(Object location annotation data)
###

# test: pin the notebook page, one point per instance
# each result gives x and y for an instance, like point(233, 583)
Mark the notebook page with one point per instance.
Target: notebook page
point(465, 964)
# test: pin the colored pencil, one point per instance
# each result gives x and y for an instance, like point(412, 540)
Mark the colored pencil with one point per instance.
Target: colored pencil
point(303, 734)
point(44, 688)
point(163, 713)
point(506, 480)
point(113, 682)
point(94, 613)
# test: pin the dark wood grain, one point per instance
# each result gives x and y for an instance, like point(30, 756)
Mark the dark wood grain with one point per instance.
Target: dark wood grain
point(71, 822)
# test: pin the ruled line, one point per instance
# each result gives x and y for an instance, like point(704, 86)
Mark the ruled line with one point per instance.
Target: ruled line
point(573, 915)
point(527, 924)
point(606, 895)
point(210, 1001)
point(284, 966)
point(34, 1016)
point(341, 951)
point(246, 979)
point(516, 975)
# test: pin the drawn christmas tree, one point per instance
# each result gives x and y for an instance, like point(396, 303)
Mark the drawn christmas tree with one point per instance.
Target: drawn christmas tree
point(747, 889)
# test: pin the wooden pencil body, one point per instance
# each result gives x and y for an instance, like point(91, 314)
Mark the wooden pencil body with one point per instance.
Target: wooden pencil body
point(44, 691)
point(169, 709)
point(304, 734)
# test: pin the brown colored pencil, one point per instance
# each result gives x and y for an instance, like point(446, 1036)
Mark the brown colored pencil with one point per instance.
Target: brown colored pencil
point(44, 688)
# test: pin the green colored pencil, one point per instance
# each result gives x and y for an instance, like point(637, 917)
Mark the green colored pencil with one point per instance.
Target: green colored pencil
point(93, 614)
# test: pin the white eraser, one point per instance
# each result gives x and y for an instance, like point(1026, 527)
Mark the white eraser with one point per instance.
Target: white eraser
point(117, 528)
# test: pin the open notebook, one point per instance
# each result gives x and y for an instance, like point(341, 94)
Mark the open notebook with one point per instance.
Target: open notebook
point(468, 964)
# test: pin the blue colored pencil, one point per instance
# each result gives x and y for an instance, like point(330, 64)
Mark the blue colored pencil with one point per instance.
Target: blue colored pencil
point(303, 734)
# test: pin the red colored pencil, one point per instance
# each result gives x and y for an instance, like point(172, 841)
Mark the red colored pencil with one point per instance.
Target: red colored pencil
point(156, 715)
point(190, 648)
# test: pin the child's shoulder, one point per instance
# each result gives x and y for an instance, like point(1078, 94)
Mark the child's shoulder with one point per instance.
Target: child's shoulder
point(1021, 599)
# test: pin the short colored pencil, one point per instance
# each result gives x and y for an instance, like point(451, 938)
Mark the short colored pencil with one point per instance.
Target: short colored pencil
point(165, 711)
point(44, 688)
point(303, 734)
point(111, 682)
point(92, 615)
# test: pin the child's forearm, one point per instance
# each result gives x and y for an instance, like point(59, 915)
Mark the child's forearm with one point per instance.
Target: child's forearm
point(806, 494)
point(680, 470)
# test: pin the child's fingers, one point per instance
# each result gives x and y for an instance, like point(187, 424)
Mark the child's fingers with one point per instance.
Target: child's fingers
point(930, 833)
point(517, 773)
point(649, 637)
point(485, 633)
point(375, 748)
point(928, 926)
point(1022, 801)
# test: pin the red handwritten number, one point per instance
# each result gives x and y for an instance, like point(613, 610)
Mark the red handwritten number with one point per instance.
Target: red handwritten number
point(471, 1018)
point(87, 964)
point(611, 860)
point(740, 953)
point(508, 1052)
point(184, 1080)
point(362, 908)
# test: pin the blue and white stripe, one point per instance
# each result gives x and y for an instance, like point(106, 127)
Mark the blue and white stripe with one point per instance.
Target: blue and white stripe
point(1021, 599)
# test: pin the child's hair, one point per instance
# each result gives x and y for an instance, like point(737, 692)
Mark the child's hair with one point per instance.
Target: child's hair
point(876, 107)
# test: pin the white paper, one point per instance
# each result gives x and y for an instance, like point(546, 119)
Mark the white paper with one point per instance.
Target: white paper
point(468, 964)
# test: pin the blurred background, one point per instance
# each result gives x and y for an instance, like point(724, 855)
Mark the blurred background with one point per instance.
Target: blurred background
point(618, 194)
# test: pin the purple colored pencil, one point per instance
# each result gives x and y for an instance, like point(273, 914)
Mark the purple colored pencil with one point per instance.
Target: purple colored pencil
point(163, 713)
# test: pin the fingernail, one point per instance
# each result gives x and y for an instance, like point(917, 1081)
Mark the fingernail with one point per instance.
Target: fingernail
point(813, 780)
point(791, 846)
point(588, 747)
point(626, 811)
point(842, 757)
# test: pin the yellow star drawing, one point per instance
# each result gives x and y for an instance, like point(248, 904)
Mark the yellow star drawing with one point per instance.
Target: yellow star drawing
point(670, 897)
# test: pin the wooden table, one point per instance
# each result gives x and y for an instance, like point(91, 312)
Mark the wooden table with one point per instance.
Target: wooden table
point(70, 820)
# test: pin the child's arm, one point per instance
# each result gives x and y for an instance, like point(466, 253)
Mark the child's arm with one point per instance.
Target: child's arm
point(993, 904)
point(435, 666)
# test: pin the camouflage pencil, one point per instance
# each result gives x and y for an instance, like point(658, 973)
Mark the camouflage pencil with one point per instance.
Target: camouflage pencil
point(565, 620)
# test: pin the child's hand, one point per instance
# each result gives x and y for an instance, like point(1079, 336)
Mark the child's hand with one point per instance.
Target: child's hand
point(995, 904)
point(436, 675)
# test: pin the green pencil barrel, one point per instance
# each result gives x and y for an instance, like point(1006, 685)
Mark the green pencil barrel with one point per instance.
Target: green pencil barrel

###

- Task details -
Rewrite the listing above, replacing every occurrence of "one point per instance" with "a single point per instance" and leaving all other text unchanged.

- Written response -
# test: pin the notebook page, a single point per instance
# each result gives x and y for an instance, like point(233, 583)
Mark the notebook page with a single point per instance.
Target: notebook page
point(465, 964)
# test: pin the colored pencil, a single point per instance
# each result gives x and y for an instance, like point(412, 540)
Mark the colored pencil with a single point per instance.
Target: colored pencil
point(303, 734)
point(44, 688)
point(163, 713)
point(506, 480)
point(113, 682)
point(94, 613)
# test: pin the dark wood grain, a single point per instance
# each result gives x and y for an instance, like point(30, 756)
Mark the dark wood grain with a single point per instance.
Target: dark wood grain
point(71, 822)
# test: pin the ruled line, a single point per instance
# each result gives x and y for an instance, like point(704, 86)
Mark the ruled line with a single point per instance.
Target: ruled line
point(573, 915)
point(527, 924)
point(606, 895)
point(210, 1001)
point(284, 966)
point(34, 1016)
point(341, 951)
point(246, 979)
point(516, 975)
# test: pin the drawn christmas tree, a single point per instance
# each result gives x and y for an instance, like point(396, 303)
Mark the drawn christmas tree with a single point per instance.
Target: drawn christmas tree
point(747, 889)
# test: pin the wooden pencil body, a single point per instance
# each result gives x and y for an instance, like point(91, 314)
Mark the wooden pencil body with a single point per instance.
Target: wooden pencil body
point(44, 691)
point(169, 709)
point(304, 734)
# test: pin the brown colored pencil, a single point per instance
# each result gives x and y for an instance, like point(446, 1036)
Mark the brown colored pencil with a single point per instance.
Target: brown colored pencil
point(44, 688)
# test: pin the green colored pencil, a single point per instance
# each result gives x and y for an instance, like point(637, 917)
Mark the green colored pencil with a single point per instance.
Target: green colored pencil
point(93, 614)
# test: pin the white eraser, a single point per instance
# each result gives x and y for an instance, like point(1026, 527)
Mark the white eraser with a single point per instance.
Target: white eraser
point(117, 528)
# test: pin the open notebook, a single point per instance
# each result gives x and y for an instance, like point(341, 94)
Mark the open notebook with a single point per instance.
Target: open notebook
point(468, 964)
# test: pin the blue colored pencil, a single point per instance
# each result gives x and y for an instance, like point(330, 64)
Mark the blue colored pencil with a single point per instance.
Target: blue colored pencil
point(303, 734)
# test: pin the red colored pencil, a single point per instance
# each result gives x and y for an instance, like point(172, 841)
Mark the red colored pencil with a single point per instance.
Target: red colored pencil
point(156, 715)
point(190, 648)
# test: pin the child's shoulder, a single point per instance
# each result gives x and y for an instance, like point(1078, 94)
Mark the child's shoulder with a single point per instance.
Target: child's shoulder
point(1021, 599)
# test: pin the short colored pencil, a single point per instance
# each result gives x and y for an instance, like point(451, 938)
Mark the short colored pencil with a single point per instance.
Target: short colored pencil
point(165, 711)
point(44, 688)
point(303, 734)
point(111, 682)
point(92, 615)
# test: pin the child's forearm, a single point per instance
# each result gives x and y for an instance, like point(59, 915)
Mark the child's forearm with a single point per instance.
Target: child's forearm
point(806, 494)
point(680, 470)
# test: pin the child's fingers, a single point per instance
# each result gives x and y for an instance, like point(187, 424)
Mark the child's fingers with a single point per instance.
Target: child's fingers
point(930, 833)
point(517, 773)
point(649, 637)
point(485, 633)
point(375, 748)
point(928, 926)
point(1022, 801)
# test: pin the red handwritten number, a single point per instance
# each result gives x and y for an instance, like point(613, 610)
Mark the red handwritten number with a single point per instance.
Target: red handwritten number
point(471, 1018)
point(87, 964)
point(611, 860)
point(740, 953)
point(508, 1052)
point(184, 1080)
point(362, 908)
# test: pin the blue and white stripe, a single point per instance
# each result gives x and y for an instance, like point(106, 127)
Mark the blue and white stripe with a single point per instance.
Target: blue and white stripe
point(1021, 599)
# test: pin the child's hair, a single point per instance
# each result gives x and y for an instance, like point(737, 692)
Mark the child's hair with a single point per instance.
Target: child's hair
point(876, 107)
# test: pin the white paper, a single point per instance
# each result gives x and y for an instance, like point(546, 119)
Mark the white paper with a single point per instance.
Target: white paper
point(468, 964)
# test: pin the blurred background, a single point per instance
# each result gives x and y for an instance, like point(724, 855)
Mark the blurred background with a single point per instance.
Target: blurred background
point(618, 194)
# test: pin the purple colored pencil, a single point per instance
# each result gives x and y for an instance, like point(273, 914)
Mark the purple colored pencil with a single point per instance.
Target: purple colored pencil
point(163, 713)
# test: pin the fingernail, a single point per instance
# each result gives x and y for an instance, like point(917, 1081)
Mark the fingernail with a single point per instance.
Target: fingernail
point(813, 780)
point(791, 846)
point(588, 747)
point(626, 811)
point(842, 757)
# test: pin the yellow star drawing, a single point per instance
# each result gives x and y for an instance, like point(248, 904)
Mark the yellow star drawing with a single point per instance.
Target: yellow star drawing
point(670, 897)
# test: pin the wooden table, a single point per instance
# each result gives x and y for an instance, like point(91, 312)
Mark the wooden table with a single point per instance.
Target: wooden table
point(70, 820)
# test: pin the child's arm, a single point per instance
# each result gives x and y for an instance, like point(466, 253)
Mark the child's arm with a single point per instance.
Target: child's arm
point(993, 904)
point(435, 666)
# test: pin the camouflage pencil, a single point per instance
# each result gives x and y for an instance, like point(658, 973)
Mark the camouflage pencil with a single point per instance.
Target: camouflage pencil
point(565, 620)
# test: pin the child's hand, a single point per instance
# each result gives x and y for an instance, like point(1079, 336)
Mark the child's hand with a single point per instance.
Target: child's hand
point(995, 904)
point(436, 675)
# test: pin the green pencil barrel, a single point per instance
# each result gives x and y for an instance, like point(1006, 685)
Mark the green pencil barrel with a single point per instance.
Target: green pencil barrel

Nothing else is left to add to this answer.